__What you should do__: Copy each of the following lines verbatim, keeping every character and the original order.

__Exercise material__:
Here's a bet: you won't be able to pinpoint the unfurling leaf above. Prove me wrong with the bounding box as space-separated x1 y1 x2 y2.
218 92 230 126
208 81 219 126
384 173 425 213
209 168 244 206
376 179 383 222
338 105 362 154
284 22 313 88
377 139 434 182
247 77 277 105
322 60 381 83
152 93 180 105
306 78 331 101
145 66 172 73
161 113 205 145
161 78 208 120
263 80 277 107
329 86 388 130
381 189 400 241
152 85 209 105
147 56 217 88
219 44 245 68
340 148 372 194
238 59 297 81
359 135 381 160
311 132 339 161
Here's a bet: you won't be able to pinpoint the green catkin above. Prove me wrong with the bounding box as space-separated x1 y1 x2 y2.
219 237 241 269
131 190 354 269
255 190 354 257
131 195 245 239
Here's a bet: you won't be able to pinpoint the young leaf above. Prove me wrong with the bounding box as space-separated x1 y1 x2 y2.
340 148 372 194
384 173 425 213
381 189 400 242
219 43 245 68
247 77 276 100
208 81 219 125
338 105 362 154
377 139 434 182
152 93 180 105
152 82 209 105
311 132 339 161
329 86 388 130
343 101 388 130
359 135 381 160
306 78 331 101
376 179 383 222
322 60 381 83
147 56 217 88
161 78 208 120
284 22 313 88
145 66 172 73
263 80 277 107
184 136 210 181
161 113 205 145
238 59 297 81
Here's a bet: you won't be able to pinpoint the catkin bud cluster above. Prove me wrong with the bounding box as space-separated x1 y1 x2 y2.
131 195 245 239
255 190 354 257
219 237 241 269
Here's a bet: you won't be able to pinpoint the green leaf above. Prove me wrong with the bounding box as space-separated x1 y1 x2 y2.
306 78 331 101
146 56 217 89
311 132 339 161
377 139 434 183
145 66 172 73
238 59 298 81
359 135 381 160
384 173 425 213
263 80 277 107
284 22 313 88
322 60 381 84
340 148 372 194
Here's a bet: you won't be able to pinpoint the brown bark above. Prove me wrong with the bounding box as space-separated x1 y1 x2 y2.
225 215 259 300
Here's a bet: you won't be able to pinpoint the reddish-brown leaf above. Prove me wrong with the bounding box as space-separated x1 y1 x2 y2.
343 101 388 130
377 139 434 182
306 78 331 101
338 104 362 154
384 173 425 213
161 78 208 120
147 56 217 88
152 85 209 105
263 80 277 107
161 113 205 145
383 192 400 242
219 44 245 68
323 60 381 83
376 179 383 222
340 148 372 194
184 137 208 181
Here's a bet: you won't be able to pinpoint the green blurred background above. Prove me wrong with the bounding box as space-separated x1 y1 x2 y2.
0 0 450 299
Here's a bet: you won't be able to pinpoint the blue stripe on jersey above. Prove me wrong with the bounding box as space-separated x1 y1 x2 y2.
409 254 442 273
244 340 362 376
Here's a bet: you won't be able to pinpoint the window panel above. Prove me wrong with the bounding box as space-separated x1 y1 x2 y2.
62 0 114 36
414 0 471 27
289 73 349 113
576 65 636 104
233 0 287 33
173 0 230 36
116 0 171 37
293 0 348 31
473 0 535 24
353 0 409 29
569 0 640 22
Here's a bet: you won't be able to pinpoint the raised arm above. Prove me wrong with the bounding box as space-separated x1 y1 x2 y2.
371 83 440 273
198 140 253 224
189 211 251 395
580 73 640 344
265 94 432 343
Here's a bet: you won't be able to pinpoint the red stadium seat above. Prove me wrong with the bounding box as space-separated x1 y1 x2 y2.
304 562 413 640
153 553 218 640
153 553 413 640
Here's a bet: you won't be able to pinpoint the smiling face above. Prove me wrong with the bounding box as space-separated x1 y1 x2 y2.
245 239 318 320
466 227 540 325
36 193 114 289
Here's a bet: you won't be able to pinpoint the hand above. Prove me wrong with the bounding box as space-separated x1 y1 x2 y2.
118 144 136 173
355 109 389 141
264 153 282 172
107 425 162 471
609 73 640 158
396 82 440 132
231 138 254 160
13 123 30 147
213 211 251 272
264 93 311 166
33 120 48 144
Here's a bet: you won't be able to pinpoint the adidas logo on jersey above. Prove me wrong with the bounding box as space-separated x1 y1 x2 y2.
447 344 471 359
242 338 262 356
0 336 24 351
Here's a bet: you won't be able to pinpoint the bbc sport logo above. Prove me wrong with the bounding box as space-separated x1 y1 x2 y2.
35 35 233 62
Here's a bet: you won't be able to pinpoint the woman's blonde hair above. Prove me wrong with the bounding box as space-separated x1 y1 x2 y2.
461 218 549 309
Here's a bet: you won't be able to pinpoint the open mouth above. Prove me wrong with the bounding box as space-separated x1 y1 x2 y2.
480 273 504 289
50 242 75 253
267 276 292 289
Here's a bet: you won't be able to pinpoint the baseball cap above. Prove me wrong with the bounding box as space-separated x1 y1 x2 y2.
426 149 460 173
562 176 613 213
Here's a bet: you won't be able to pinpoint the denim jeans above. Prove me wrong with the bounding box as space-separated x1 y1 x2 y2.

__Answer to this exercise__:
Here's a bet: you won't be able to pinpoint the unfurling leaf above. Prove me wrong with the bounding box as space-separated x1 y1 x2 y2.
218 92 230 126
208 81 219 126
384 173 425 213
209 168 244 206
376 179 383 222
338 105 362 154
284 22 313 88
377 139 434 182
247 77 277 105
322 60 381 83
152 93 180 105
306 78 331 101
145 66 172 73
161 113 205 145
161 78 208 120
263 80 277 107
329 86 388 130
381 189 400 241
152 85 209 105
147 56 217 88
219 44 245 68
340 148 372 194
238 59 297 81
359 135 381 160
311 132 339 161
Here's a bet: you won't be able to pinpoint the green catkin above. Prove me wrong with the bounding box as space-separated x1 y1 x2 y2.
219 237 241 269
131 190 354 269
255 190 354 257
131 195 245 239
Here's a bet: you won't be able to pinpoint the young leaf above. Prove me wrong with the bounding box as space-separated x1 y1 x2 y2.
340 148 372 194
384 173 425 213
381 189 400 242
219 43 245 68
247 77 276 100
208 81 219 125
338 105 362 154
377 139 434 182
152 93 180 105
152 82 209 105
311 132 339 161
329 86 388 130
343 101 388 130
359 135 381 160
306 78 331 101
376 179 383 222
322 60 381 83
147 56 217 88
161 78 208 120
284 22 313 88
145 66 172 73
263 80 277 107
184 136 210 181
161 113 205 145
238 59 297 81
Here's a bet: you won't be able to pinpoint the catkin bud cluster above. Prove me wrong with the bounding box as space-separated x1 y1 x2 y2.
131 195 245 239
255 190 354 257
219 237 241 269
Here's a bet: you won't be able to pinpoint the green leaf above. Prove me wrong with the bounding box as space-separated x1 y1 x2 y2.
306 78 331 101
146 56 217 89
311 132 339 161
377 139 434 183
145 66 172 73
238 59 298 81
359 135 381 160
384 173 425 213
263 80 277 107
284 22 313 88
322 60 381 84
340 148 372 194
Here's a bet: you won't be able to pinpoint the brown bark above. Prove me wrong with the bounding box as space-separated x1 y1 x2 y2.
225 215 259 300
Here's a bet: you won't be able to pinpoint the reddish-brown leaf above. Prove me wrong with the bounding box as space-separated x1 y1 x2 y2.
343 101 388 130
377 139 434 182
306 78 331 101
338 104 362 154
384 173 425 213
161 78 208 120
147 56 217 88
152 85 209 105
263 80 277 107
161 113 205 145
383 192 400 242
219 44 245 68
323 60 381 83
376 179 383 222
340 148 372 194
184 137 208 181
Here's a bet: you won't be able to pinpoint the green blurred background above. Prove me wrong with the bounding box as space-separated x1 y1 x2 y2.
0 0 450 299
Here's a bet: you won't be able to pinpoint the blue stripe on jersey above. Prove me wrong with the bounding box as space-separated x1 y1 x2 y2.
409 254 442 273
244 340 362 376
Here's a bet: you won't be able to pinpoint the window panel above. Prove me wrong with the bounding box as space-separated x1 y1 x2 y2.
62 0 114 36
414 0 471 27
289 73 349 113
576 65 636 104
233 0 287 33
173 0 230 36
116 0 171 37
293 0 348 31
473 0 535 24
353 0 409 29
569 0 640 22
Here's a bet: you won't be able to pinpoint the raised arm above. Prove me wrong with the bounding box as space-separated x1 y1 x2 y2.
371 83 440 273
198 140 253 224
189 211 251 395
580 73 640 344
265 94 432 343
Here's a bet: you won't be able to pinpoint the red stadium seat above. Prove me wrong with the bounding box as space-separated x1 y1 x2 y2.
304 562 413 640
153 553 218 640
153 553 413 640
Here's a bet: you won't be able to pinpoint the smiling face above. Prove me wrong with the bounding box as space-separated x1 y1 x2 y2.
245 239 318 320
466 227 540 325
36 193 114 289
Here's a bet: you won't be able to pinpoint the hand above. Prove me wrong with the bounding box as space-separated x1 y1 x2 y2.
118 144 136 173
355 109 389 141
264 153 282 172
107 425 162 471
609 73 640 158
396 82 440 132
231 138 254 160
13 123 30 147
213 211 251 272
264 93 311 166
33 120 48 144
Here's a bet: you won't be able to pinpoint the adidas logo on jersey above. Prove me wrong with the bounding box as space-separated x1 y1 x2 y2.
447 344 471 359
242 338 262 356
0 336 24 351
Here's a bet: you won't be able to pinpoint the bbc sport logo above. Prove me wrong with the bounding box as space-separated x1 y1 x2 y2.
35 35 233 62
Here's a bet: you won't be able to pinpoint the woman's blonde hair above. Prove me wrong with the bounding box as space-separated x1 y1 x2 y2.
461 218 549 309
Here's a bet: you won't be able to pinpoint the open mouth above. Prove me wrong with the bounding box as space-separated x1 y1 x2 y2.
480 273 504 289
50 242 75 253
267 276 292 289
Here's a bet: you won't be able to pinpoint the baseball cap above. Prove me wrong with the bounding box as space-separated x1 y1 x2 y2.
426 149 460 173
562 176 613 213
Here's a bet: you won't be able to pinpoint the denim jeans above. Prove me wrong with the bounding box as space-separated x1 y1 x2 y2.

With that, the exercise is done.